[WORK REQUIRED] Return only what lies between the first line of the entries and the line containing "human arm, reported", both lines included.

* * * * * * *

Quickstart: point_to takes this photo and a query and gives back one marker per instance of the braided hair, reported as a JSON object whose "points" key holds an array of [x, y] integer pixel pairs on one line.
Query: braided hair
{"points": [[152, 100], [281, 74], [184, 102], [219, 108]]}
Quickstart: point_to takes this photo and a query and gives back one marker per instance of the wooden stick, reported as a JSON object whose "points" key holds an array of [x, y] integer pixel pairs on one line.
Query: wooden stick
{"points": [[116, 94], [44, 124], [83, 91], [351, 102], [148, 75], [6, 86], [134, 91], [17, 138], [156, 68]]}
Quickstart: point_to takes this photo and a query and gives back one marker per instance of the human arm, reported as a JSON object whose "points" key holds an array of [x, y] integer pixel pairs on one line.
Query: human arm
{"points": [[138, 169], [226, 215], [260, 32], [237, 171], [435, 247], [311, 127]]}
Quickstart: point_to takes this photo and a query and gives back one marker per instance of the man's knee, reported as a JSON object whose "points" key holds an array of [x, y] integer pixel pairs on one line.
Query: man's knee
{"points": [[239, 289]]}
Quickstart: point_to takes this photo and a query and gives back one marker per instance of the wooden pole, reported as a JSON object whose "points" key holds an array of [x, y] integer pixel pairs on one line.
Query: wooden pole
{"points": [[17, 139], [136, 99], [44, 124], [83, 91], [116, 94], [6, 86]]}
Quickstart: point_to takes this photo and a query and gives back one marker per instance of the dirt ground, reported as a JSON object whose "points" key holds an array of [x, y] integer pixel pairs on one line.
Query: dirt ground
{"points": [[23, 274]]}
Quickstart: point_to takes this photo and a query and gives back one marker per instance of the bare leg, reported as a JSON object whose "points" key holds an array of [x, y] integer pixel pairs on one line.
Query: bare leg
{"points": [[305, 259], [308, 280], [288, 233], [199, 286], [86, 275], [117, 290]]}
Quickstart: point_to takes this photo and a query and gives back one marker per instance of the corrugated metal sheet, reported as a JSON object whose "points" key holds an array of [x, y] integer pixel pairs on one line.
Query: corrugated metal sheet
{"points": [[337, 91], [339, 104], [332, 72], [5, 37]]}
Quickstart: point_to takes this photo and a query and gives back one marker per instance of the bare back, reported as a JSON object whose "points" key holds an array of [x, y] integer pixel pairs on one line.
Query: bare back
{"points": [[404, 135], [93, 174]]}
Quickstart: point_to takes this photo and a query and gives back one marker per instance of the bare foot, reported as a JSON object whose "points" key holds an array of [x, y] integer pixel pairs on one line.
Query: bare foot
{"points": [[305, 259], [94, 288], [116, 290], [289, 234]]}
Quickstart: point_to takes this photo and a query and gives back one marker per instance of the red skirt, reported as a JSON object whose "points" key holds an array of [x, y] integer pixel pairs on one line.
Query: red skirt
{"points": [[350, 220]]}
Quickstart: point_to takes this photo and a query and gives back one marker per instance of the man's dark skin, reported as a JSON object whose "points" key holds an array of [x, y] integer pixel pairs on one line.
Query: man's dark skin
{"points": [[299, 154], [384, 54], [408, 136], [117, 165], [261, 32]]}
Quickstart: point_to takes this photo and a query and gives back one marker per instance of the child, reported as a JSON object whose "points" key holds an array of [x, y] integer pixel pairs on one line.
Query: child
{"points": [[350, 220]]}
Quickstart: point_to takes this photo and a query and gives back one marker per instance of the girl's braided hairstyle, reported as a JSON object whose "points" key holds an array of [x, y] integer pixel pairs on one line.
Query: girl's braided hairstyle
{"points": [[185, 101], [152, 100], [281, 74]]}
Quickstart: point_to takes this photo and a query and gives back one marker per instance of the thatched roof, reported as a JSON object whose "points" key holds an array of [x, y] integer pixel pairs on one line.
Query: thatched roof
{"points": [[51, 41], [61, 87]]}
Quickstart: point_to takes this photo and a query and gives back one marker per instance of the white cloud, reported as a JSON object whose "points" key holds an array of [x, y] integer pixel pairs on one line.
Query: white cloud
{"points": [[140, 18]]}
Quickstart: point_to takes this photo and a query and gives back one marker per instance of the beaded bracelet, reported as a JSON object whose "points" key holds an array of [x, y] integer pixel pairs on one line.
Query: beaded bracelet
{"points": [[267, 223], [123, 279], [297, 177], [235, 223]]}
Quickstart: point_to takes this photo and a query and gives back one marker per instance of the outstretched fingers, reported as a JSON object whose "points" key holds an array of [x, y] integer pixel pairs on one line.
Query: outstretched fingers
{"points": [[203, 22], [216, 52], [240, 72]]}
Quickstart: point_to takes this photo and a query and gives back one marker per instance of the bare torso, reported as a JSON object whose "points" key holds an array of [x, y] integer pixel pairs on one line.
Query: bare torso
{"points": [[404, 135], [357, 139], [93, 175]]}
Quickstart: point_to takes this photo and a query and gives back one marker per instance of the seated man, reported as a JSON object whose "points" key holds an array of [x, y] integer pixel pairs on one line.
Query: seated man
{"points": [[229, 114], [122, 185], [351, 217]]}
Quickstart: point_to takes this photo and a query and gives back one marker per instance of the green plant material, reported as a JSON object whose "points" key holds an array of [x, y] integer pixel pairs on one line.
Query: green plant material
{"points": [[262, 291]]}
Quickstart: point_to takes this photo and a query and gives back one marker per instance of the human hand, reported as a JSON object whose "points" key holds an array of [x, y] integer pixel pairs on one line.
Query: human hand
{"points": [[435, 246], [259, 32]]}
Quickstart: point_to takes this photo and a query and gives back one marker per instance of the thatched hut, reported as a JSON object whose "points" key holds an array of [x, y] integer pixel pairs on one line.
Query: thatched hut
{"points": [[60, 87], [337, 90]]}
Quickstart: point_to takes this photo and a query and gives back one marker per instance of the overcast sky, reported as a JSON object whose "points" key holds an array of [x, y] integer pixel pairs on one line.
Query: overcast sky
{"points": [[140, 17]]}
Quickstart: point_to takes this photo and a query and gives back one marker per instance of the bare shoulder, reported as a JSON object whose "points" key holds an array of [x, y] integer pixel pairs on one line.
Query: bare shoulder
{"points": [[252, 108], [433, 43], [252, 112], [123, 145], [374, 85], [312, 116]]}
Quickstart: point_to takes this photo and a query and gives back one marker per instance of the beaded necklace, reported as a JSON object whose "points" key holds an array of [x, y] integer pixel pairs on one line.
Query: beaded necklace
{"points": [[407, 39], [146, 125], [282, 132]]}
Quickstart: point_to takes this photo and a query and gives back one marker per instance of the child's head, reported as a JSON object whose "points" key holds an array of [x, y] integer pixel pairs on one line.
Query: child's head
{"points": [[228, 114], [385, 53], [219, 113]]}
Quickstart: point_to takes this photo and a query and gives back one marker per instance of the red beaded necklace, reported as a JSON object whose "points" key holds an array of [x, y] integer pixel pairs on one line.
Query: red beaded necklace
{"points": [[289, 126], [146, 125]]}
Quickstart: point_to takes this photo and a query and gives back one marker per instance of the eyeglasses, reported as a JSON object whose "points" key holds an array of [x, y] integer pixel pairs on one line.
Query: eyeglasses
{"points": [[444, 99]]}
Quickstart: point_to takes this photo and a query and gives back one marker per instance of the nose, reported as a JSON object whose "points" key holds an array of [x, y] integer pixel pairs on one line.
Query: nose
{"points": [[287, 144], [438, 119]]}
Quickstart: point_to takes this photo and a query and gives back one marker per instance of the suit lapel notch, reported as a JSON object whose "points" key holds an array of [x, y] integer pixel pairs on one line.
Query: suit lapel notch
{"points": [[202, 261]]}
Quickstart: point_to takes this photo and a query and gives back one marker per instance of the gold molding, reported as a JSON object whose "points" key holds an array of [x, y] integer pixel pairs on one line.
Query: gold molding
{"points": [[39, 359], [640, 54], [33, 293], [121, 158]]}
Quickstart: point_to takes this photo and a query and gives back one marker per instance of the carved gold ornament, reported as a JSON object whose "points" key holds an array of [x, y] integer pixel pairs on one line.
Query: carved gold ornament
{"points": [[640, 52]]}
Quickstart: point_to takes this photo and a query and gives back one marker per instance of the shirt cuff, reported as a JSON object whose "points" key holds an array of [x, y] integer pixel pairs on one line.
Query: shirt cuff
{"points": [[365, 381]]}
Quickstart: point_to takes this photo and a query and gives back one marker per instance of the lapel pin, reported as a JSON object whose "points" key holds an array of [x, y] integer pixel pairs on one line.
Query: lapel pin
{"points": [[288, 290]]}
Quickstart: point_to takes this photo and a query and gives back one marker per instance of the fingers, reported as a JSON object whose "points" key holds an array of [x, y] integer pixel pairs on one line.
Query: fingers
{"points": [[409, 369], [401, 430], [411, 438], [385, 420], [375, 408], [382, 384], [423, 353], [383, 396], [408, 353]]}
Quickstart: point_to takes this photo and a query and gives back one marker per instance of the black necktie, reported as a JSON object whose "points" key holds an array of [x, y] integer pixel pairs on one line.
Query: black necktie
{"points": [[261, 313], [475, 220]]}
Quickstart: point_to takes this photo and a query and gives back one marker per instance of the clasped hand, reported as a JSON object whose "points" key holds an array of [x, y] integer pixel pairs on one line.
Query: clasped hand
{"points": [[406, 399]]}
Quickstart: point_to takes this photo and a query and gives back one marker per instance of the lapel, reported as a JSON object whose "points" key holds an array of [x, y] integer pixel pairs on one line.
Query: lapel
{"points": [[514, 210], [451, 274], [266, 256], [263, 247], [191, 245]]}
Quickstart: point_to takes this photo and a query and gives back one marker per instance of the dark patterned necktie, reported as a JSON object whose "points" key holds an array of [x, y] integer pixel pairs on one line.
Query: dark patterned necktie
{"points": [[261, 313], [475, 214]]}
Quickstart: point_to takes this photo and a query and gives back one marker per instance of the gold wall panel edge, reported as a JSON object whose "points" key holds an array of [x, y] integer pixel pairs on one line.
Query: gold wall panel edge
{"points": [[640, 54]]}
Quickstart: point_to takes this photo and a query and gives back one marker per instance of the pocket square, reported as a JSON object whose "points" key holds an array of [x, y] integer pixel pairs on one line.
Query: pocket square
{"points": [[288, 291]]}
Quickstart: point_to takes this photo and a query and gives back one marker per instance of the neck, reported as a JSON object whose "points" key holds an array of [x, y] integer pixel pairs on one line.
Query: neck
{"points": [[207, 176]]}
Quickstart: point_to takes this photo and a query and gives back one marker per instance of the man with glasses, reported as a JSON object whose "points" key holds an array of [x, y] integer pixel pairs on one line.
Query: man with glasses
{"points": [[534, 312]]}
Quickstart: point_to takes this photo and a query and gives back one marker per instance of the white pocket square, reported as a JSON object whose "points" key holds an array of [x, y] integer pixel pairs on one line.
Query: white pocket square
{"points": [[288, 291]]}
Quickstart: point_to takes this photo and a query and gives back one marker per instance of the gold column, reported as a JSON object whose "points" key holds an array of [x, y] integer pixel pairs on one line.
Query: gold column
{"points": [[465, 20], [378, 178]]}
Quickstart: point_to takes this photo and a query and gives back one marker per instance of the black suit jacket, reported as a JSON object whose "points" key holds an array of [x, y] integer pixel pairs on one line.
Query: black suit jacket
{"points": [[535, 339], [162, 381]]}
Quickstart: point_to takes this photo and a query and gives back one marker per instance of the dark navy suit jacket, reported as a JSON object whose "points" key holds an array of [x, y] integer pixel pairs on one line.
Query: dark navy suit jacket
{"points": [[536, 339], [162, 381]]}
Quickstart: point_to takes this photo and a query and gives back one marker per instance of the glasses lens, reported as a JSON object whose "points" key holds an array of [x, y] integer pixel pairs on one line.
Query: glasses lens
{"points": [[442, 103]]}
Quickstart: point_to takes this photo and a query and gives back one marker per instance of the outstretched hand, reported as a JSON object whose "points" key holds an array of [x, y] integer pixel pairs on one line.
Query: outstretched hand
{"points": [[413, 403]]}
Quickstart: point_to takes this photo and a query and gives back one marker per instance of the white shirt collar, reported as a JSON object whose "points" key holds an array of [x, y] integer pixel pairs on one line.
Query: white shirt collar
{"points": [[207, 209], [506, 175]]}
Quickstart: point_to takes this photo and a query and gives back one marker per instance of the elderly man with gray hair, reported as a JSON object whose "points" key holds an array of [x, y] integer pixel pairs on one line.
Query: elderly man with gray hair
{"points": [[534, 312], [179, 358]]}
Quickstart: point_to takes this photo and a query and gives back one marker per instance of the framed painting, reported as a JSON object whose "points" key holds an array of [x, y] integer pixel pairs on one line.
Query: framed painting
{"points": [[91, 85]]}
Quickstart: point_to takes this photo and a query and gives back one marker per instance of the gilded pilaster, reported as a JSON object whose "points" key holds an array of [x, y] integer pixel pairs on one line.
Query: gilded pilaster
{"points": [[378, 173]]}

* * * * * * *

[ANSWER TO THIS PROBLEM]
Quickstart: point_to takes this photo and a query and gives back one marker per instance of the braided hair, reported as a JSON object whose "points" key holds an array of [x, y] integer pixel pairs on one line.
Query: braided hair
{"points": [[152, 100], [281, 74], [184, 102], [219, 108]]}
Quickstart: point_to takes this photo and a query and gives back one marker per instance of the wooden stick, reported as a JSON object whose "points" key holds an array of [x, y] integer pixel pairs on one line.
Query: wooden stick
{"points": [[116, 94], [44, 124], [83, 91], [351, 102], [148, 75], [6, 86], [134, 91], [17, 138], [156, 68]]}
Quickstart: point_to takes this photo and a query and gives back one marker per instance of the human arm, reported as a JSON object whose "points" key holds an array of [x, y] integer pixel pairs on one line.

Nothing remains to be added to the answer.